### Your task
Rewrite the listing below, changing each "white car" to "silver car" and keeping every other character the same.

### Extracted information
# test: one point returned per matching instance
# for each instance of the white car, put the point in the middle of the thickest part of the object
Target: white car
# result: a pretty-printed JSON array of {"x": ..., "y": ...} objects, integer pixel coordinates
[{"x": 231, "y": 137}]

### Task solution
# test: one point returned per matching instance
# for each instance of the silver car, put the point in the middle of the thickest part of the object
Target: silver car
# result: a pretty-printed JSON array of {"x": ..., "y": ...} objects, integer pixel coordinates
[{"x": 231, "y": 137}]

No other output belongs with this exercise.